◆ **EXERCISE OBJECTIVE**
Please count how many lines in the records below contain the word "floor". Reply with that number alone.

◆ **AVAILABLE RECORDS**
------

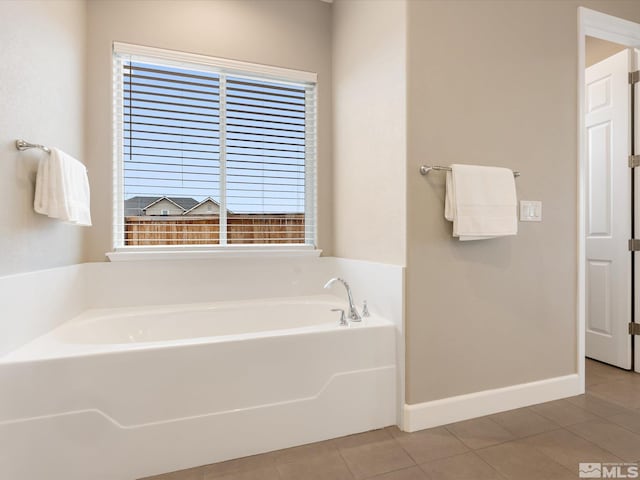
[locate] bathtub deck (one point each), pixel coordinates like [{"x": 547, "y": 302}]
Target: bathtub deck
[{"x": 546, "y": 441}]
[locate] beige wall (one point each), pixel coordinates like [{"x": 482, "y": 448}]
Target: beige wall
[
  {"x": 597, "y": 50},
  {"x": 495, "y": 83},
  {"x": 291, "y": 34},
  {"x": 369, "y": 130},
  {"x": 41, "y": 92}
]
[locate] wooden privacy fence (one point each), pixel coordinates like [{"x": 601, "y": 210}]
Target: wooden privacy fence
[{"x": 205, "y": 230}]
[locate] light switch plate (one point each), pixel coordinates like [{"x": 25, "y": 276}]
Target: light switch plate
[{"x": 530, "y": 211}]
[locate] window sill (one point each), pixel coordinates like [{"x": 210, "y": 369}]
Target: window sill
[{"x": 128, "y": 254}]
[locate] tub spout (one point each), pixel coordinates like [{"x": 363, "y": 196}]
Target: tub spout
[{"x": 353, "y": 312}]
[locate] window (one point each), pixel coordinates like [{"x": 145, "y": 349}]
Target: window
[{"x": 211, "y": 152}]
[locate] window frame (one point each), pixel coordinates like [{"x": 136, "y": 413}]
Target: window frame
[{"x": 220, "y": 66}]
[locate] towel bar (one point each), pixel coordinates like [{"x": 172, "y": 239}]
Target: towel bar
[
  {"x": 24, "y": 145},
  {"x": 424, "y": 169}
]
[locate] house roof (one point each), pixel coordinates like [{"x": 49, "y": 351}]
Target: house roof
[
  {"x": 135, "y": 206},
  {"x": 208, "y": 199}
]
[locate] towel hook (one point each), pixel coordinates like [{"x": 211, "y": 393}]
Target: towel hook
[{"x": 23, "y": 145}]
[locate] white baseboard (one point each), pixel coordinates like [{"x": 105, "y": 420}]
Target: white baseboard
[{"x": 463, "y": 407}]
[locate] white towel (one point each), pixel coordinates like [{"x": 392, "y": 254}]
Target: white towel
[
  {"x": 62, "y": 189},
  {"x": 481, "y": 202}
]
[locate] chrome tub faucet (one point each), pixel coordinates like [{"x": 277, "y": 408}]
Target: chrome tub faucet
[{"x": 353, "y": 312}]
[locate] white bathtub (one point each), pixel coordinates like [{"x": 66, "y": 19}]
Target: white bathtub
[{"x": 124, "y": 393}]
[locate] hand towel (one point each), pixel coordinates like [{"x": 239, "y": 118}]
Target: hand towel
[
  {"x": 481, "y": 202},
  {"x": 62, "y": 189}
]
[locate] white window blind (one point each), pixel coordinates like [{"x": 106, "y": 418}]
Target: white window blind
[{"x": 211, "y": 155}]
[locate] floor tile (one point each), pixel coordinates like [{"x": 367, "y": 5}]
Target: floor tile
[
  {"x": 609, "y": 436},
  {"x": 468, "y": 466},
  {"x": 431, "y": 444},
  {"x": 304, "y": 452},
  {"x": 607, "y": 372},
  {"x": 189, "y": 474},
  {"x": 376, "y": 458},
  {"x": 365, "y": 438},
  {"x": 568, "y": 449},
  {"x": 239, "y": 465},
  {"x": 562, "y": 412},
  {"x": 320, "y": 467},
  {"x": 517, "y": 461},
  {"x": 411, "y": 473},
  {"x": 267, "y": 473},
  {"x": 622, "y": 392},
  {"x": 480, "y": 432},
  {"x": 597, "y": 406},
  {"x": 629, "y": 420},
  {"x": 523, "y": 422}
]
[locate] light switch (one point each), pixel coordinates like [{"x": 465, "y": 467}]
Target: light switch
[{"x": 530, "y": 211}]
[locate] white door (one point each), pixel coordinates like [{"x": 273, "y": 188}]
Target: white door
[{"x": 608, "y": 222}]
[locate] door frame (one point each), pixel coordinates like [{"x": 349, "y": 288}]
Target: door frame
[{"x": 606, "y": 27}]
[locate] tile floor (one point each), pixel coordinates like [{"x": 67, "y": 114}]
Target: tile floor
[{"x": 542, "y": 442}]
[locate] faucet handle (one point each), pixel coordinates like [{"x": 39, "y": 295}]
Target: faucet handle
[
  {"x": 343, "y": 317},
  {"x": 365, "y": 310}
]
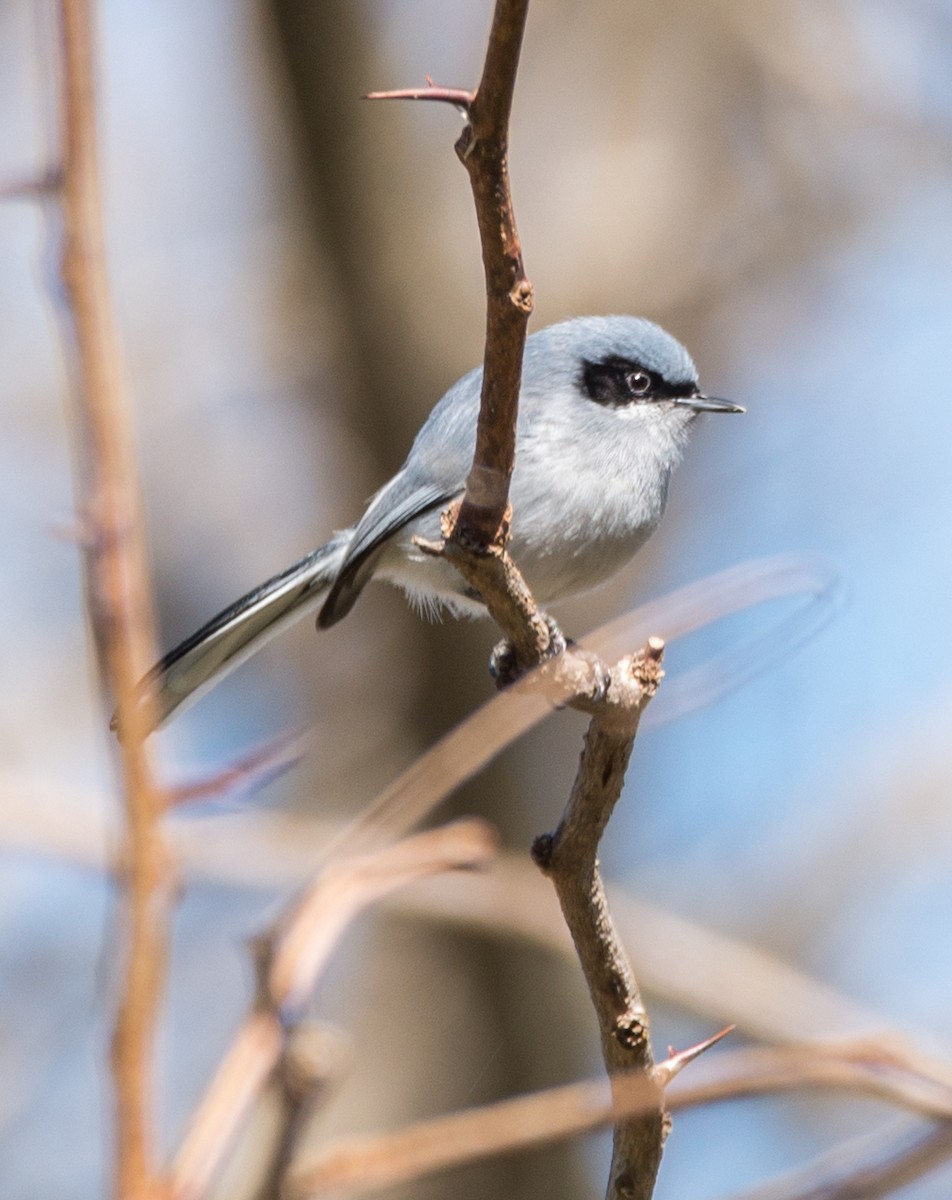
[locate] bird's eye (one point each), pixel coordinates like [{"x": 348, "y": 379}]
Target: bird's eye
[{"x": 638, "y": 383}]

------

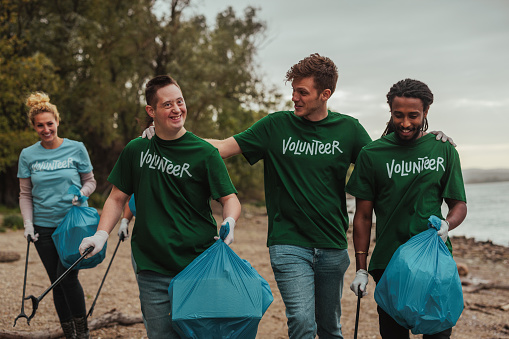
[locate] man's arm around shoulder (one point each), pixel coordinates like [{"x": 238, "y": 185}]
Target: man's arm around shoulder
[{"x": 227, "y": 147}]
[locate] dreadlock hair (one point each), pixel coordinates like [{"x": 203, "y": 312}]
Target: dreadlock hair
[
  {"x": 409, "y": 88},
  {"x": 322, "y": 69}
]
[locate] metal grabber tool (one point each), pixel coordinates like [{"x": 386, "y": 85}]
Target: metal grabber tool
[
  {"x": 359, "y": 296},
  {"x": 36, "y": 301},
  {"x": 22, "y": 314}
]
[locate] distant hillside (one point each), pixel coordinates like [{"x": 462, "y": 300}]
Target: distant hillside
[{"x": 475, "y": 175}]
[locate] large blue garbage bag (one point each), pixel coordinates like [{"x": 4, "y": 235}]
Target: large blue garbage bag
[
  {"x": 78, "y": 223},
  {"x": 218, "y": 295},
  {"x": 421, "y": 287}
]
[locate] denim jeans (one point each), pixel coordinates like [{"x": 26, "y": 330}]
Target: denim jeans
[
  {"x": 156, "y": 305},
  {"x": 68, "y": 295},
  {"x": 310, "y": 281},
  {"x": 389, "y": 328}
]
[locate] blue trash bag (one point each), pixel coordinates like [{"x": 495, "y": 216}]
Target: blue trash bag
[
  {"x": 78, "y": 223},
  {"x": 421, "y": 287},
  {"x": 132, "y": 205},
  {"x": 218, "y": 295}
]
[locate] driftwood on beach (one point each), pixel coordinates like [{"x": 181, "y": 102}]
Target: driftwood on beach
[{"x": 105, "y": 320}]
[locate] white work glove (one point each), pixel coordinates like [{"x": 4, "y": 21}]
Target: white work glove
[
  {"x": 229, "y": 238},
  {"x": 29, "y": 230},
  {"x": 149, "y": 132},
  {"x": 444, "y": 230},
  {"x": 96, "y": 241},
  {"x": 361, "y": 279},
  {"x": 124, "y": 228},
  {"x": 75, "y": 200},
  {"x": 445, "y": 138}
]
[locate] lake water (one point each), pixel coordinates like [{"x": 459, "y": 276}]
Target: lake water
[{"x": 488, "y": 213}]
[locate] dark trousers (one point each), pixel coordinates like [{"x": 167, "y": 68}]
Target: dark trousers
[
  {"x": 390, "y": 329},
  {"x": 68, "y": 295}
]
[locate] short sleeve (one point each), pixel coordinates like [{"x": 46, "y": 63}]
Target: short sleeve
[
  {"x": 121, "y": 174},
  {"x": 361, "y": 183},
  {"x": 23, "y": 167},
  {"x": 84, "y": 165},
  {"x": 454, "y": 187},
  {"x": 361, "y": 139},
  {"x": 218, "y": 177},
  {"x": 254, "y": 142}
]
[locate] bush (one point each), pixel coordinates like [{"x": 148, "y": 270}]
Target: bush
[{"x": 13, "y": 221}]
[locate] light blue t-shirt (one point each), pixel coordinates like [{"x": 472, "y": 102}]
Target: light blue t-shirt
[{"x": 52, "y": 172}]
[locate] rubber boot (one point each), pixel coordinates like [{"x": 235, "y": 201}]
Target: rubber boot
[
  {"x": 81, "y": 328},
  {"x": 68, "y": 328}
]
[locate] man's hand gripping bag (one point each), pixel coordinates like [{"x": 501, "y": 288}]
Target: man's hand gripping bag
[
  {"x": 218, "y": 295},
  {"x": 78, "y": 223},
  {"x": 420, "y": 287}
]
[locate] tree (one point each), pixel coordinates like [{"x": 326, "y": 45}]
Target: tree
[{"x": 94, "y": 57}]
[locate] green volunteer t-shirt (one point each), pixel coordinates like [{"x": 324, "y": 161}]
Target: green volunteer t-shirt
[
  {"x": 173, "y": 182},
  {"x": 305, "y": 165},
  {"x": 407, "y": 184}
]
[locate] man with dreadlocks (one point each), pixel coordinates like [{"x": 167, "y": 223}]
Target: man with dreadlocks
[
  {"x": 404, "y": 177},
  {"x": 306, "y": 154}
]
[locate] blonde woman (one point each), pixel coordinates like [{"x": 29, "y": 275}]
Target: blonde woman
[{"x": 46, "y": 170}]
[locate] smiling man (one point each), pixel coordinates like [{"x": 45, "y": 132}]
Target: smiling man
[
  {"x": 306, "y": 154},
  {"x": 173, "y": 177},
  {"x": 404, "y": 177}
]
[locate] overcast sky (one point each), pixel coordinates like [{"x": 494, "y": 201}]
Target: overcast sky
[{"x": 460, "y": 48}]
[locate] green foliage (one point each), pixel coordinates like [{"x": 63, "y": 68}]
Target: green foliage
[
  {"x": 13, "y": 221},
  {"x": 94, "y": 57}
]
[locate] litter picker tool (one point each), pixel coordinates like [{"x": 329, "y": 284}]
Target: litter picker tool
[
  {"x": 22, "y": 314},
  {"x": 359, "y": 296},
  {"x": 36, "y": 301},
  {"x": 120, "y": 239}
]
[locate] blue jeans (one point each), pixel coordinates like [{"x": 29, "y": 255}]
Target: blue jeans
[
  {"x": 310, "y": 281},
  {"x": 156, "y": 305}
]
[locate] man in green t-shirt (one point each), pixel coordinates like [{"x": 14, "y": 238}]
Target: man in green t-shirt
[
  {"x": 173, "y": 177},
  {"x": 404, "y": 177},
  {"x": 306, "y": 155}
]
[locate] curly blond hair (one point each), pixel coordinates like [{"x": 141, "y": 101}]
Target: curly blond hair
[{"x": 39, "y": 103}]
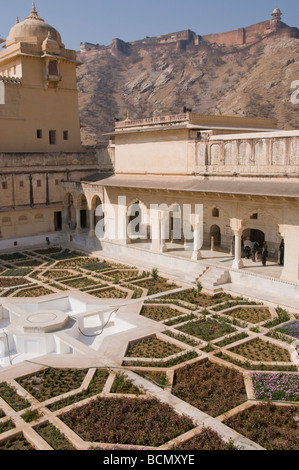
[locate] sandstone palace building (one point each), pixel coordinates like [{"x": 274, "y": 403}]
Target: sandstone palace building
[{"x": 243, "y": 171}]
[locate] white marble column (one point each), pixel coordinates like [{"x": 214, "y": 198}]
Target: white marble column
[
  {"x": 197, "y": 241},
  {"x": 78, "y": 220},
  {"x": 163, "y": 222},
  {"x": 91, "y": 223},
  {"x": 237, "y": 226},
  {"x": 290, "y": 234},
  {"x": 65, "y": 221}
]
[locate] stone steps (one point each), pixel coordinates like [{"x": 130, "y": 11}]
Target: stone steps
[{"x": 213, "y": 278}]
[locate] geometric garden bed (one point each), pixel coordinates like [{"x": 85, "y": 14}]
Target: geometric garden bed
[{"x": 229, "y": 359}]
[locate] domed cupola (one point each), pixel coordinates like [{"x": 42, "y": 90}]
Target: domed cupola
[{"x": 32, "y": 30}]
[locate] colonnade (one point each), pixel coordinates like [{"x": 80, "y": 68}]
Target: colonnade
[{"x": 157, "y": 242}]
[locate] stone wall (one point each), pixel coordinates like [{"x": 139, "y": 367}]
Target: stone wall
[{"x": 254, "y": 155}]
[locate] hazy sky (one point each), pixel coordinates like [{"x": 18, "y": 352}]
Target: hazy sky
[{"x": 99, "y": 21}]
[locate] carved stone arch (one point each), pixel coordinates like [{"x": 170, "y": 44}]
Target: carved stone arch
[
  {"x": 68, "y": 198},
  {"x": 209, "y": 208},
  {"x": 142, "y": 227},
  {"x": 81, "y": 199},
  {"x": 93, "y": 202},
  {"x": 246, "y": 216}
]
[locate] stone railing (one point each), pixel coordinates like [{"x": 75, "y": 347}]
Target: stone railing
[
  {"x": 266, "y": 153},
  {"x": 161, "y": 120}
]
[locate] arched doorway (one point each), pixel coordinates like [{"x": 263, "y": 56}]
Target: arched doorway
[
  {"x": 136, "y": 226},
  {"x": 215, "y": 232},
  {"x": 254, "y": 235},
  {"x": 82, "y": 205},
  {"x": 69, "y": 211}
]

------

◆ **SOLVED EXERCISE**
4